START Dataset excerpts
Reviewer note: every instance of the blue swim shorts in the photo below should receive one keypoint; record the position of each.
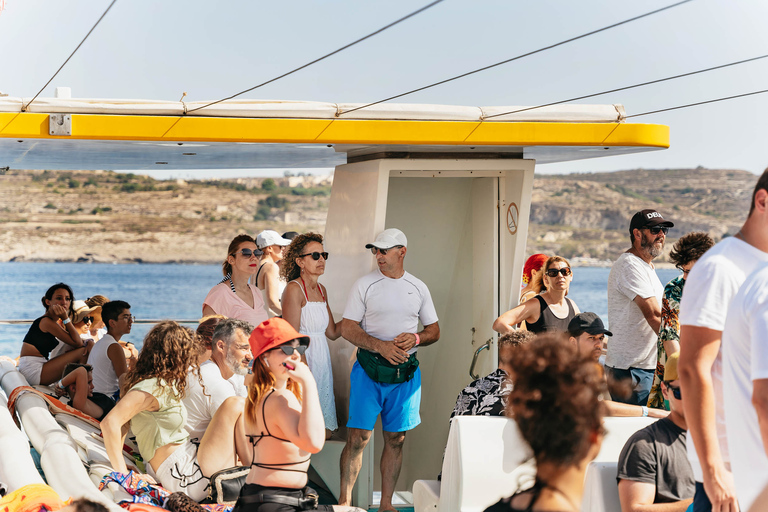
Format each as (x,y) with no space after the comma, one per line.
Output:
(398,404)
END Dataset excerpts
START Dataset excerpts
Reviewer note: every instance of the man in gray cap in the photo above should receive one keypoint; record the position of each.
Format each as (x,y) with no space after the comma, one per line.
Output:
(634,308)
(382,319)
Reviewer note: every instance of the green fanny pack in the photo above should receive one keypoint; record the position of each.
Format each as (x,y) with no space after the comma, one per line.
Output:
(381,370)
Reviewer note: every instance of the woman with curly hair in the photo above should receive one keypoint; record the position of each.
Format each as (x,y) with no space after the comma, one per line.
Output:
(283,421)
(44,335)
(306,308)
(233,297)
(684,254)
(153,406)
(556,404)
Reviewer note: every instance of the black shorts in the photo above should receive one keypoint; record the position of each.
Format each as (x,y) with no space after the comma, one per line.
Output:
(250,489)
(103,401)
END Dataset excerpts
What is expected:
Lines holding "note" are the ones to copy; find all of them in the listing.

Answer space:
Reviewer note: every instance of the blue swim shorts in the photo below should receive one keypoint; record the position of each.
Reviewer note: every instance of the man in gray cap in the photo above should receive one keypoint; record the position of each.
Reviewer note: every instance of the green fanny pack in the photo above should receive one keypoint; record the position of each.
Reviewer note: every instance of the woman with curly hair in the photo above should receive one keypoint; record the position of each.
Reviewer note: every instance of the black shorts in the photo above should receive one keypoint; record the position of each.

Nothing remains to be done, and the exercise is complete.